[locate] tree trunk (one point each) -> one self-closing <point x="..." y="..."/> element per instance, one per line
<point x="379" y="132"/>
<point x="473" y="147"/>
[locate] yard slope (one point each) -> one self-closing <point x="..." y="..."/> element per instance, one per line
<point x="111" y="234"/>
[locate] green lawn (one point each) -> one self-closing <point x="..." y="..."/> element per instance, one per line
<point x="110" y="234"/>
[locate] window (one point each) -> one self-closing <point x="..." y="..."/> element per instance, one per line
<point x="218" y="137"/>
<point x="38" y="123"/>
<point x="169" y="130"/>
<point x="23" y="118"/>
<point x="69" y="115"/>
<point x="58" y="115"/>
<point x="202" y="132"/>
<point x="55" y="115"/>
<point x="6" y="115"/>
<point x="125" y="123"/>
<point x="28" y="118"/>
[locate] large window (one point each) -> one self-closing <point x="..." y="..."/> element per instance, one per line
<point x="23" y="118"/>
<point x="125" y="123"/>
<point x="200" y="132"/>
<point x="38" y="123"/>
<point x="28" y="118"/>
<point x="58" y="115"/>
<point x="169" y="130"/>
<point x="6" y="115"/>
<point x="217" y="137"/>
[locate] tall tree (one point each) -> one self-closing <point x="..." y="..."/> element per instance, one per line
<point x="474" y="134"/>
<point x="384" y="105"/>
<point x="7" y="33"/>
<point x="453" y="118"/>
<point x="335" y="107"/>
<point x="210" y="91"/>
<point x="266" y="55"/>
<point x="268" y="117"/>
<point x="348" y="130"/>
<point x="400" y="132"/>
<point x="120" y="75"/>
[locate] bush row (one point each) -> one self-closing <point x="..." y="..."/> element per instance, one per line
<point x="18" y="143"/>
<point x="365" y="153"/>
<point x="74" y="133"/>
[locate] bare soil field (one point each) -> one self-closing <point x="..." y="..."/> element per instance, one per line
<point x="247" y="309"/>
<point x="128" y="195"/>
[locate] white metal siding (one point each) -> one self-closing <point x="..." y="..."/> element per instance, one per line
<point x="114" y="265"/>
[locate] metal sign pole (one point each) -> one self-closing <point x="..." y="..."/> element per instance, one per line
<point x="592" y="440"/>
== == ==
TASK INSTRUCTIONS:
Respond with the exact lines running from the one that contains "[locate] tall tree" through the last line of the data above, and no other lines.

ANSWER BELOW:
[locate] tall tree (one point each) -> one self-closing <point x="..." y="..."/> element per instance, one per line
<point x="474" y="134"/>
<point x="384" y="105"/>
<point x="7" y="33"/>
<point x="453" y="118"/>
<point x="335" y="107"/>
<point x="210" y="91"/>
<point x="266" y="55"/>
<point x="268" y="117"/>
<point x="348" y="130"/>
<point x="400" y="132"/>
<point x="120" y="75"/>
[locate] bush row (one point each) -> one self-closing <point x="..." y="..."/> element per instance, one per line
<point x="18" y="143"/>
<point x="365" y="153"/>
<point x="74" y="133"/>
[locate] bare soil field (one point each) -> one self-closing <point x="..." y="..."/> element per instance, one per line
<point x="247" y="309"/>
<point x="128" y="195"/>
[locate] white metal siding (one point each) -> one self-closing <point x="..." y="..."/> element per instance, one per line
<point x="114" y="265"/>
[locate] metal sign pole (one point each) -> one self-closing <point x="..." y="..."/> element per instance, one per line
<point x="592" y="440"/>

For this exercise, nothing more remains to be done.